SOURCE:
====================

This is a constantly growing list of things that we intend to fix for future revisions of PhiloLogic.
Add a routine to newextract (the bibliography generator) check to
see if each file has the basic elements required for loading as
a TEI/ATE or other file. This would check for a DIV level
object, a P level object, and possibly for some CDATA
contents. More later... This is to resolve the fact that
one can have directories of XML files that will contain a few
headers, including, and other stuff....
Martin Mueller (Oct 10, 2005) suggests a random hit function:
I think that adding a random sample feature would be very useful.
For any set of returns that runs in the hundreds, not to speak
thousands, it would be a terrific first orientation to have a random
sample. It might have a minimum size--say 50, and then increase as a
fraction of the total size until the sample size is such that
increasing the sample size won't add much.
As an example, I have a student who is interested in figuring out the
relationship of cognitive and ethical meanings in 'true' from Chaucer
to Shakespeare. There are close to 20,000 occurrences of tr[vu]e in
that period. For her, a random sample of 1,500 would let her figure
out in a day where the action is.
Not a TODO, but a kewl idea from Orion that I don't want to loose
track of....:
Somebody from the New York Times is asking people to submit addresses
of things from books, for them to add to a map of Places Mentioned In
Books, a "literary map of manhattan".
http://www.nytimes.com/2005/05/01/books/review/01COHENHO.html?ex=1272600000&en=9
093cefdfcdb6409&ei=5090&partner=rssuserland&emc=rss
(tinyurl: http://tinyurl.com/9ew8h)
Some of these have addresses ("The Talented Mr. Ripley") but most of
them don't. A fun project -- for someone with lots of text and a fast
search engine and Google Maps -- would be to map all of this
automatically, parsing out addresses or intersections or what have
you. Though of course it would be impossible to get everything that a
human could.
New results format: map geographically.
Note: I gave a very general
talk
on "Mapping Textuality" a few years ago. I would love to do this.
Very interesting.....something to think about.
IWW style requeries,
to re-present results in different ways, giving the user a "filter"
(Julia's expression) approach to result sets. Russ and I are thinking
of a dynamic results header as a drop-in block of code, which would keep
LATENTQUERYSTRING on the server and parse it for different result sets.
Carole Mah sez: Put something about the sort order of basic text search
results. These are in LOAD order. The general loader tries to sort out
the load in chronological order (year only). This could simply
be put in philosubs..... Oddly enuff, we won't always know about
that. Geez, you wudda thunk we would have something like that, eh?
Create the philohistory directory either on install or when
the Philo history function is run and does not find one. Check
to see if it reads the PHILOTMP directive.
Add sort by frequency to Terms button? There may be speed problems
with this. And I don't have a good idea about how to put the
switch in the interface (a global selection)?
02-22-05: Allow specification for the sort -T location in general philo
configuration, which will probably avoid the next. Note that it
can be set in loader.xmake changing
02-22-05: Trap for no space on device error on load. If we get this
as we are reading texts in, it simply stops loading the offending
batch and in certain circumstances will load the database without
noticing it is missing a batch.
Loading 999 ===> TEXTS/pharisjn.xml...
/usr/local/bin/sort: write failed: ./sortU6aO_m: No space left on device
02-22-05: and while we're at it, let's encourage a default database
directory that is NOT in the standard install location
(/var/lib/philologic/databases/).

====================

EXERCISES TO COMPLETE:
1) Substitute "client" for "server" in the PhiloLogic to-do list and write out the passage between "New results format: map" and "different result sets.", inclusive.
2) Which standard install location does the PhiloLogic to-do list say the default database directory should not be in?

Photo object pointing records:

====================

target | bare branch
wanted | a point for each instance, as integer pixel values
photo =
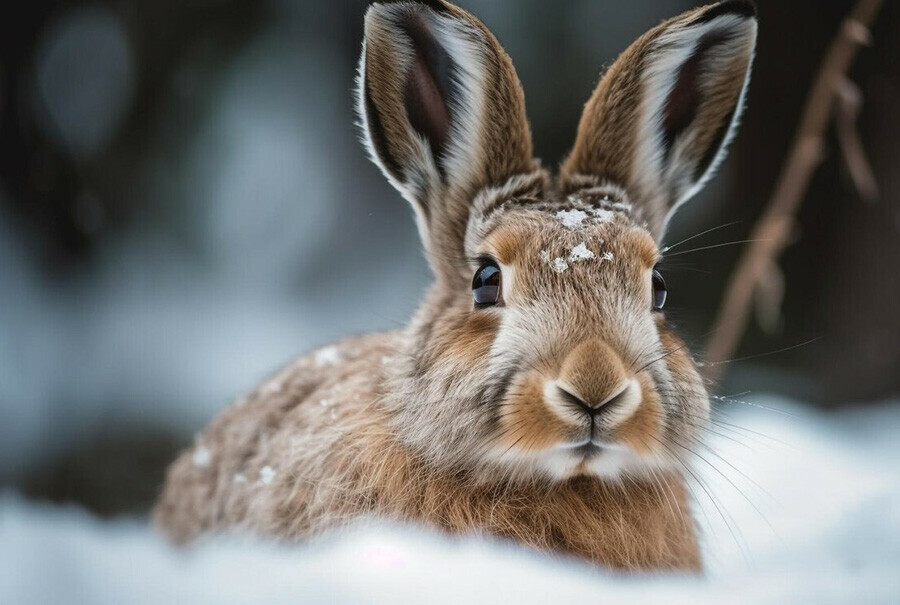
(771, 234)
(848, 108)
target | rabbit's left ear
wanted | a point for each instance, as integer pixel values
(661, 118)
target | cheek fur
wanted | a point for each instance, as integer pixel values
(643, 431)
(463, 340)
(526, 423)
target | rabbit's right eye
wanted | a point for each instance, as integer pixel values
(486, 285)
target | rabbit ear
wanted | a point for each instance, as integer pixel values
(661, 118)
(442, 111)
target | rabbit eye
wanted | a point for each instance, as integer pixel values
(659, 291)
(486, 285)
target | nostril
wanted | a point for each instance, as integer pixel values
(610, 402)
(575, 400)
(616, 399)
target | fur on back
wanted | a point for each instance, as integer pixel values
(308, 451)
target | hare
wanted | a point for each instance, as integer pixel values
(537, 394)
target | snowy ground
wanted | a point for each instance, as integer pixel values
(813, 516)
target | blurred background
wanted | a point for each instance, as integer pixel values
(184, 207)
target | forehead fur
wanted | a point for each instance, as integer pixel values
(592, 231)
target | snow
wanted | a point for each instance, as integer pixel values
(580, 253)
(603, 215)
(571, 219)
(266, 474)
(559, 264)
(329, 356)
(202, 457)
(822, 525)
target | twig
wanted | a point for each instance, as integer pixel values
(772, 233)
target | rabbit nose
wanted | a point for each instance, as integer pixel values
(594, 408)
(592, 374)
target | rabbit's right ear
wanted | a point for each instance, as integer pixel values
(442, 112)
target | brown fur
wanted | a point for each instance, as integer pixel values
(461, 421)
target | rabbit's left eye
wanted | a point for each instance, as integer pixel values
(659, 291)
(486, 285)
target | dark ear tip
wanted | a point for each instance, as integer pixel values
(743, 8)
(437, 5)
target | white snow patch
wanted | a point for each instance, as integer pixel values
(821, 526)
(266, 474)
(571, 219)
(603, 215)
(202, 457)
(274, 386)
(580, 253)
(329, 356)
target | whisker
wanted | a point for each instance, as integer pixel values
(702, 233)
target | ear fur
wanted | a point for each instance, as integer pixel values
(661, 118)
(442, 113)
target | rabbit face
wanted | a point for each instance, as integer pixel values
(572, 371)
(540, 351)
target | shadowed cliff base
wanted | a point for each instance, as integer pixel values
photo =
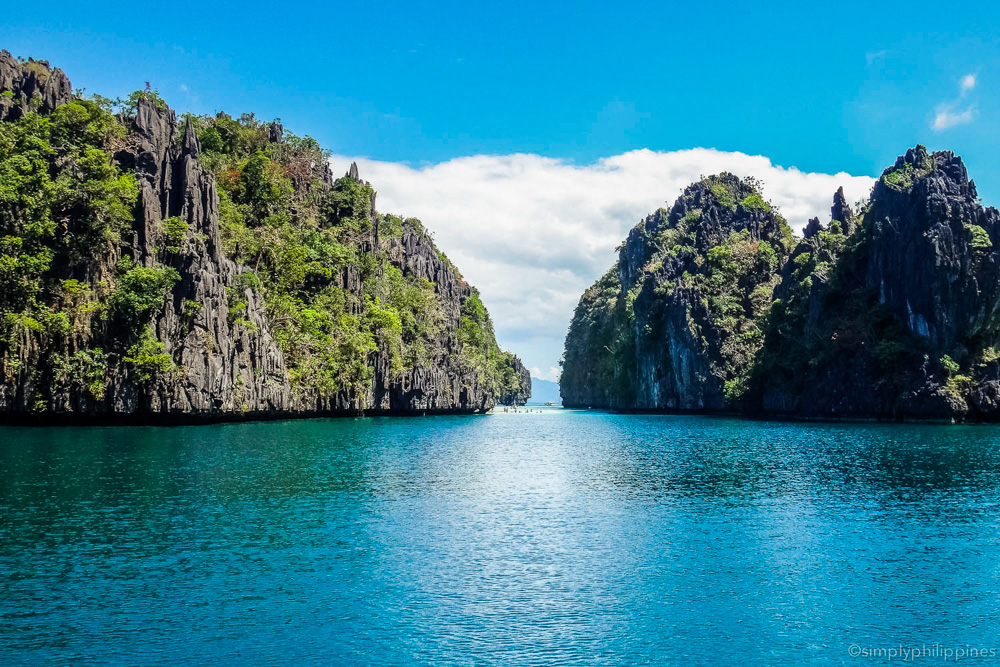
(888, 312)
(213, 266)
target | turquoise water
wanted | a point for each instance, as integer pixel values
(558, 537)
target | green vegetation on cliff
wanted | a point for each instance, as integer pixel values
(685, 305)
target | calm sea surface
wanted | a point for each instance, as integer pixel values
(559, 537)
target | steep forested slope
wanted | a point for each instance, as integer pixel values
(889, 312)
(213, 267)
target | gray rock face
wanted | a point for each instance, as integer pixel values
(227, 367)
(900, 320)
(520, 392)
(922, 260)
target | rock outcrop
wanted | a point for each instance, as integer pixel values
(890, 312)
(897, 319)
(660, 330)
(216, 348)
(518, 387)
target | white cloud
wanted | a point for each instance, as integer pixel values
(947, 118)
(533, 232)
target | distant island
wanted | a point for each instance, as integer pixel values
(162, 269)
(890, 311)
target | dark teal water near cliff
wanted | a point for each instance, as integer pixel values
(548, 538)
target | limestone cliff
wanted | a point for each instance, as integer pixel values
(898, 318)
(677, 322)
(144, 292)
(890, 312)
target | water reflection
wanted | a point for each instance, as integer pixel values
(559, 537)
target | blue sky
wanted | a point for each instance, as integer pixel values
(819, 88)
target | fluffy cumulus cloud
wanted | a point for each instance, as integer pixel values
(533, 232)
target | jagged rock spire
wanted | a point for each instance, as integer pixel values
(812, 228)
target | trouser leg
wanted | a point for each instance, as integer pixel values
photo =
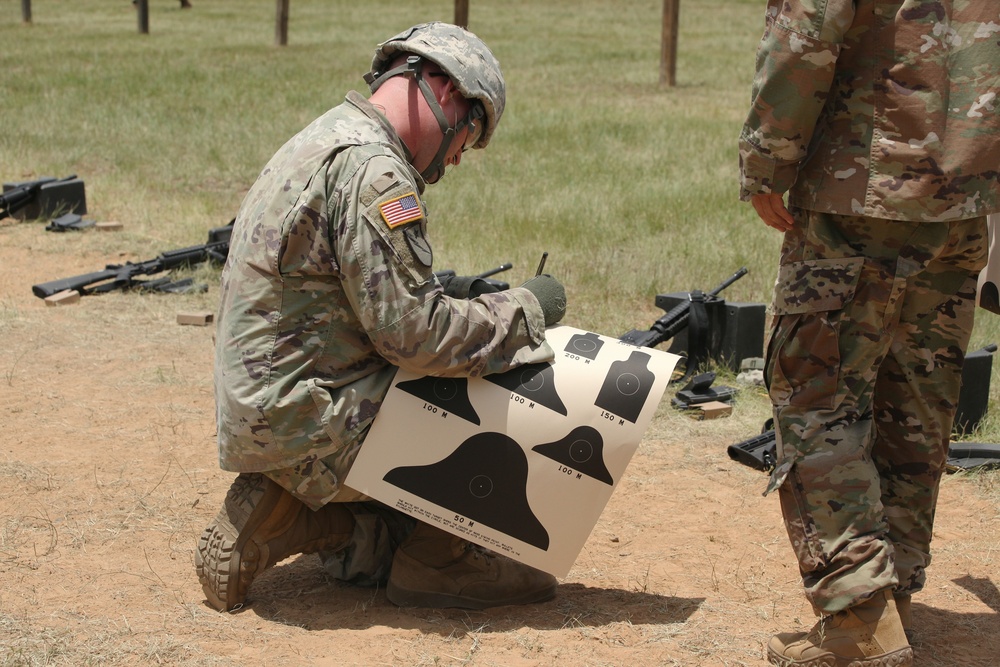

====================

RESULTS BY TASK:
1)
New results format: map geographically.
Note: I gave a very general
talk
on "Mapping Textuality" a few years ago. I would love to do this.
Very interesting.....something to think about.
IWW style requeries,
to re-present results in different ways, giving the user a "filter"
(Julia's expression) approach to result sets. Russ and I are thinking
of a dynamic results header as a drop-in block of code, which would keep
LATENTQUERYSTRING on the client and parse it for different result sets.

2) /var/lib/philologic/databases/